Exercise: Add -149 to every coordinate in the path outlines and write out every line again, starting at the line that has "query: bare leg" and stopping after the line that has "387 315 L 389". Leave the item text in those lines unchanged.

The input:
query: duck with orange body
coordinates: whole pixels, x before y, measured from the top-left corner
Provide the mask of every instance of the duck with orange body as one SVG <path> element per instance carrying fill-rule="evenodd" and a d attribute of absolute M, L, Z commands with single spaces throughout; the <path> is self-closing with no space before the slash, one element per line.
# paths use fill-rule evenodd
---
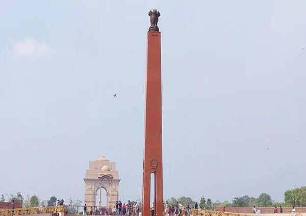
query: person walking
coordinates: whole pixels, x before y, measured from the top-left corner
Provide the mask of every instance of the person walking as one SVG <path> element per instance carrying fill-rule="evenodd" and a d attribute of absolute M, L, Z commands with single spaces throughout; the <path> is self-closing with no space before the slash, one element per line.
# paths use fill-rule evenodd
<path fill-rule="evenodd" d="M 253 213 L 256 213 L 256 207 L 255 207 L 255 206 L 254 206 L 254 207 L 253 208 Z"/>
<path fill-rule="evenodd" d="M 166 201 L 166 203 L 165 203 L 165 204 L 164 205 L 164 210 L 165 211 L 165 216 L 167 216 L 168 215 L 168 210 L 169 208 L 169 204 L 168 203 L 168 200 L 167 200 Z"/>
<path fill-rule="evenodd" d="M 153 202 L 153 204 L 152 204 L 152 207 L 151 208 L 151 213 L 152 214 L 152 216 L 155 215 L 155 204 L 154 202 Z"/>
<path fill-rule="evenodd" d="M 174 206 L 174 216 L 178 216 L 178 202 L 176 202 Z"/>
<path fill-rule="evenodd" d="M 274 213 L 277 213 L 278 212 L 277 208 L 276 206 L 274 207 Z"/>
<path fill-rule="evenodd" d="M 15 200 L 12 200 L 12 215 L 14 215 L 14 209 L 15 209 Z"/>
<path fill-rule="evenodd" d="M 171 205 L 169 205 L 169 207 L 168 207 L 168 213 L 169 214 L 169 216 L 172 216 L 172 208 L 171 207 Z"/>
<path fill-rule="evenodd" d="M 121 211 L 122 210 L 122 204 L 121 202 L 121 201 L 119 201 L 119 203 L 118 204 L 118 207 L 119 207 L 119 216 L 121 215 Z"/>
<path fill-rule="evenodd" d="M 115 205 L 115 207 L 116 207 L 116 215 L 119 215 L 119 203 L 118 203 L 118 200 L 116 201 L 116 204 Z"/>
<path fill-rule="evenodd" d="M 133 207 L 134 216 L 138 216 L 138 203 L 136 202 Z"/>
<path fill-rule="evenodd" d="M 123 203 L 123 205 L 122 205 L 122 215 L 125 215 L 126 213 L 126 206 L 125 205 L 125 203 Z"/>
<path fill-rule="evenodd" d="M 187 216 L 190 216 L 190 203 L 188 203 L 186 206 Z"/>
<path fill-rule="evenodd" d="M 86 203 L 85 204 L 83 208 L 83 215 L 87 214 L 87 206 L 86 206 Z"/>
==
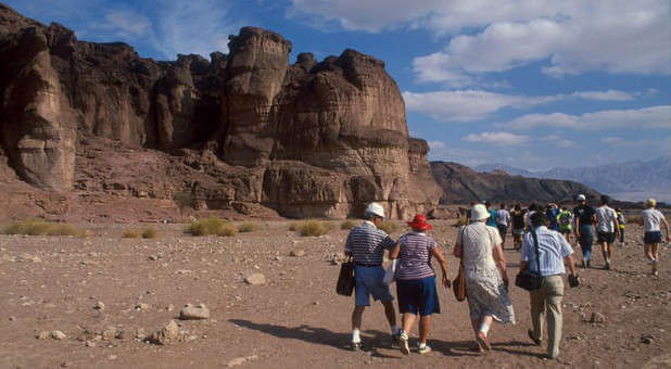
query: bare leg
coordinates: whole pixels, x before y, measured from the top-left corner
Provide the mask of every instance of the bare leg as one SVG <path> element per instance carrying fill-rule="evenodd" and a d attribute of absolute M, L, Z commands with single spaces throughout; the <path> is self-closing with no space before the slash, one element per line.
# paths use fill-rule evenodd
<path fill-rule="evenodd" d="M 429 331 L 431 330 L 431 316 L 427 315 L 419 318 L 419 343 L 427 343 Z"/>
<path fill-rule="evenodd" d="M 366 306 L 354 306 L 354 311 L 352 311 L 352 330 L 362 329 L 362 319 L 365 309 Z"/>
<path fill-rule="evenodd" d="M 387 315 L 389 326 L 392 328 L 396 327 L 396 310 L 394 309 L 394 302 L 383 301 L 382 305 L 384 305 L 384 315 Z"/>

Result of the exercise:
query: bare leg
coordinates: whole pixels, x before y, measured from the top-left corner
Provide the mask of every instance of the bare leg as one SVG <path> element per instance carrying fill-rule="evenodd" and a d attribute of absolute M, L, Z commands with single spaces throughout; the <path> is self-closing with no space before the slash, one element per line.
# paths use fill-rule evenodd
<path fill-rule="evenodd" d="M 280 182 L 282 181 L 282 167 L 278 166 L 270 169 L 270 194 L 278 194 Z"/>
<path fill-rule="evenodd" d="M 217 157 L 205 157 L 205 162 L 203 162 L 203 181 L 213 180 L 213 170 L 216 160 Z"/>
<path fill-rule="evenodd" d="M 238 166 L 240 177 L 243 179 L 247 178 L 247 161 L 245 160 L 245 153 L 234 152 L 233 156 L 235 156 L 235 166 Z"/>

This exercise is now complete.